[Try it]: Duplicate everything from the line containing "194L241 199L262 201L277" down to the end of the material, reproducing each line exactly.
+++++
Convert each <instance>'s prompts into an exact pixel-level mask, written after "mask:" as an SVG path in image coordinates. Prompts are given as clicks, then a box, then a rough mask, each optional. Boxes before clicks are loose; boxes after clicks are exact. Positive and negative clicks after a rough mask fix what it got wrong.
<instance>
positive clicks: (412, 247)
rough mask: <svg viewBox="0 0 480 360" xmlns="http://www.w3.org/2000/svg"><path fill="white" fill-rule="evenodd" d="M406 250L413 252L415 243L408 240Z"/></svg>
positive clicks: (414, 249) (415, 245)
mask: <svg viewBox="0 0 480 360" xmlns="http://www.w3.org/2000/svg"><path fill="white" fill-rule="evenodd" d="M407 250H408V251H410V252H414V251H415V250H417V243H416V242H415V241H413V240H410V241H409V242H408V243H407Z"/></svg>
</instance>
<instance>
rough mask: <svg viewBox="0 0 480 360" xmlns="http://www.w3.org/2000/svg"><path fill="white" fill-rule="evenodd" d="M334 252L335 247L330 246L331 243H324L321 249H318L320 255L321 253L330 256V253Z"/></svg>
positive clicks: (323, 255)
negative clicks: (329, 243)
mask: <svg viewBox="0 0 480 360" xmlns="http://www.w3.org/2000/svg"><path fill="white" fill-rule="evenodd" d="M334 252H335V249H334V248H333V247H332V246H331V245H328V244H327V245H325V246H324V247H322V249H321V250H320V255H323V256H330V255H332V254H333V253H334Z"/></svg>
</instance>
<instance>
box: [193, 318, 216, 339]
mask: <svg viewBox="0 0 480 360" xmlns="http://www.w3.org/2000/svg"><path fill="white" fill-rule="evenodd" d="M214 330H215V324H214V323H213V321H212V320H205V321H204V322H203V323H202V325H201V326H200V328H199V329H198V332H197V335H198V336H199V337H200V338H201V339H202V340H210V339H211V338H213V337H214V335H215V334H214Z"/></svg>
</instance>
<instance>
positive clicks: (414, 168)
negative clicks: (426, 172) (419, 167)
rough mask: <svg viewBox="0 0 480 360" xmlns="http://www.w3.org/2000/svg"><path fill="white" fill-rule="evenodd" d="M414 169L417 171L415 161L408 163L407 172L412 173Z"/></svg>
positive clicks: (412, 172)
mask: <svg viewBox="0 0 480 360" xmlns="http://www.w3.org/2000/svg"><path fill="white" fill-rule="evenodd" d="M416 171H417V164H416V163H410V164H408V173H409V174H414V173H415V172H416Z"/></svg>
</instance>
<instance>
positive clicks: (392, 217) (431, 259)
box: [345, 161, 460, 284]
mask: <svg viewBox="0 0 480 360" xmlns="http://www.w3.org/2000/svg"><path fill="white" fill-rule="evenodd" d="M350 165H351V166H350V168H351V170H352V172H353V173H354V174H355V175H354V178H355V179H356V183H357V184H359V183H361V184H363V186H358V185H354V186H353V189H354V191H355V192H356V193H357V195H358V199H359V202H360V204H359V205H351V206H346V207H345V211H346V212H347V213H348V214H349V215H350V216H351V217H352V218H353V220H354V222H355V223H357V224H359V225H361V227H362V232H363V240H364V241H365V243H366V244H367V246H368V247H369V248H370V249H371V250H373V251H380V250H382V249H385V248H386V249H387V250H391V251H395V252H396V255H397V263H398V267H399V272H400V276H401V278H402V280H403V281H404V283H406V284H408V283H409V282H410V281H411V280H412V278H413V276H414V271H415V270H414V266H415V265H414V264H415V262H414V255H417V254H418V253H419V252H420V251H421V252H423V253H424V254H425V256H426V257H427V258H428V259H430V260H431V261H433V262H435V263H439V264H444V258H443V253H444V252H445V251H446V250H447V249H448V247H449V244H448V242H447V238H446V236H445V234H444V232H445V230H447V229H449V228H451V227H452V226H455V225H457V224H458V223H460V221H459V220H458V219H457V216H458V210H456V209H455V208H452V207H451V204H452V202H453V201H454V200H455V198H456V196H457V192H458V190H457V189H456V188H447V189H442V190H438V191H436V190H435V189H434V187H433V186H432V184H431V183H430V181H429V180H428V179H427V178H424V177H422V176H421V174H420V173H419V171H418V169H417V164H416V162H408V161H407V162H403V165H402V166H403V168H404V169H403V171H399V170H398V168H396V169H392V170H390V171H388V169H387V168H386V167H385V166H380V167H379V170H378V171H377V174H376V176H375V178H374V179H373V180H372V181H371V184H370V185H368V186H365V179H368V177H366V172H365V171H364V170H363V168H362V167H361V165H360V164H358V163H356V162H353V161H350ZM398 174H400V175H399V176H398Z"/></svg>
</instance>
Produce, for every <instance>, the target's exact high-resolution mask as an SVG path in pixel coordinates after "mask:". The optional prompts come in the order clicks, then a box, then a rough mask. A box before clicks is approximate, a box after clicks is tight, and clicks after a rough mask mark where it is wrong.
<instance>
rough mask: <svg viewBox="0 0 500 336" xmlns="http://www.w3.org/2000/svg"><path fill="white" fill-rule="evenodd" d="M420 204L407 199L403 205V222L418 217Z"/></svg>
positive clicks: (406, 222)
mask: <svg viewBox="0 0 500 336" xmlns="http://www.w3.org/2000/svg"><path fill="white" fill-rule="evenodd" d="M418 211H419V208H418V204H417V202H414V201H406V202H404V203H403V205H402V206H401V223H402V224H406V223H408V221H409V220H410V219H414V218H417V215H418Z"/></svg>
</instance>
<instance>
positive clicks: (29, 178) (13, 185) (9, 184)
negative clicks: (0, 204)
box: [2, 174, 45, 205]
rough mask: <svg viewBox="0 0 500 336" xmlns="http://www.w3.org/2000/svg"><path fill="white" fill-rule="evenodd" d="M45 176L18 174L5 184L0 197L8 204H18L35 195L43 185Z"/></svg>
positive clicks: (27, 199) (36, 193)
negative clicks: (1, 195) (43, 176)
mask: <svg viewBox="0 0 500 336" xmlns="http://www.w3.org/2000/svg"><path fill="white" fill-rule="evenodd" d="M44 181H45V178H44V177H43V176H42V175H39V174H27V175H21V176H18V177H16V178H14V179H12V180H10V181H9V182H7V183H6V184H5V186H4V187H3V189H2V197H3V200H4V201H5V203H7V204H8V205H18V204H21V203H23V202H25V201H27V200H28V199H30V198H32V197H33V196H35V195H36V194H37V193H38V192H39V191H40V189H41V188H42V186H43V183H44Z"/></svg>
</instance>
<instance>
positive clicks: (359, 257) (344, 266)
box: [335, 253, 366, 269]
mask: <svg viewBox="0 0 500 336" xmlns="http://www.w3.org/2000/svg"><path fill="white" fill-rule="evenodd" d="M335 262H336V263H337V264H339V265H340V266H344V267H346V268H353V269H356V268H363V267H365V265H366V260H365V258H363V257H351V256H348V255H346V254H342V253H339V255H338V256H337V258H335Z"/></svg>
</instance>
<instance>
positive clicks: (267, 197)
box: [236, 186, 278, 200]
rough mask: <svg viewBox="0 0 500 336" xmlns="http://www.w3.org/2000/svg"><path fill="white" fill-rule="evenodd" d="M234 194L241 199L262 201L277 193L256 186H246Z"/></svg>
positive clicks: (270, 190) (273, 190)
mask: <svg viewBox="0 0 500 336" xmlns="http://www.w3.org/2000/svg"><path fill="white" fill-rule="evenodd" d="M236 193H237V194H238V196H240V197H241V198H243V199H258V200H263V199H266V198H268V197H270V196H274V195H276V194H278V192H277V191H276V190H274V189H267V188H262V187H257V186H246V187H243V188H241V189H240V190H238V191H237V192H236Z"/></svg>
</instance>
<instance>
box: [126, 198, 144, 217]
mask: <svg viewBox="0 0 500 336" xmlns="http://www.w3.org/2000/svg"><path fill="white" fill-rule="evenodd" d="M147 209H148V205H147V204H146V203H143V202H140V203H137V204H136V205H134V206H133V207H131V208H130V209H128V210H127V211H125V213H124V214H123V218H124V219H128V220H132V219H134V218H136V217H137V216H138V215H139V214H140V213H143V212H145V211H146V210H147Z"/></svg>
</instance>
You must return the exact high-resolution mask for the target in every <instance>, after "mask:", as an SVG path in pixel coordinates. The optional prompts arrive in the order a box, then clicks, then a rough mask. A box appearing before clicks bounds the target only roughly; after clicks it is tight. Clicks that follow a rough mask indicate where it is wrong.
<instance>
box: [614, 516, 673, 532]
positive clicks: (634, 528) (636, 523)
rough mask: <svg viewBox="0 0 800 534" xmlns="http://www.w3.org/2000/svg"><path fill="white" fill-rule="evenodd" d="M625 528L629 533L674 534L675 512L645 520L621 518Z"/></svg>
+++++
[Task solution]:
rough mask: <svg viewBox="0 0 500 336" xmlns="http://www.w3.org/2000/svg"><path fill="white" fill-rule="evenodd" d="M234 194L241 199L262 201L277 193L256 186H246Z"/></svg>
positive clicks: (270, 190) (273, 190)
mask: <svg viewBox="0 0 500 336" xmlns="http://www.w3.org/2000/svg"><path fill="white" fill-rule="evenodd" d="M236 193H237V194H238V196H240V197H241V198H243V199H258V200H263V199H266V198H268V197H270V196H274V195H276V194H278V192H277V191H276V190H274V189H267V188H262V187H257V186H246V187H243V188H241V189H240V190H238V191H237V192H236Z"/></svg>
</instance>
<instance>
box: [126, 198, 144, 217]
mask: <svg viewBox="0 0 500 336" xmlns="http://www.w3.org/2000/svg"><path fill="white" fill-rule="evenodd" d="M147 209H148V205H147V204H146V203H143V202H140V203H137V204H136V205H134V206H133V207H131V208H130V209H128V210H127V211H125V213H124V214H123V218H124V219H128V220H132V219H134V218H136V217H137V216H138V215H139V214H140V213H143V212H145V211H146V210H147Z"/></svg>
</instance>
You must return the exact high-resolution mask for the target in every <instance>, after "mask:", as an SVG path in pixel coordinates. The optional prompts arrive in the order a box, then clicks, then a rough mask. A box appearing before clicks bounds the target only roughly; after clicks it is tight. Clicks that follow a rough mask indicate where it is wrong.
<instance>
box: [614, 516, 673, 532]
positive clicks: (634, 528) (636, 523)
rough mask: <svg viewBox="0 0 800 534" xmlns="http://www.w3.org/2000/svg"><path fill="white" fill-rule="evenodd" d="M625 528L629 533L674 534L675 512L645 520L621 518Z"/></svg>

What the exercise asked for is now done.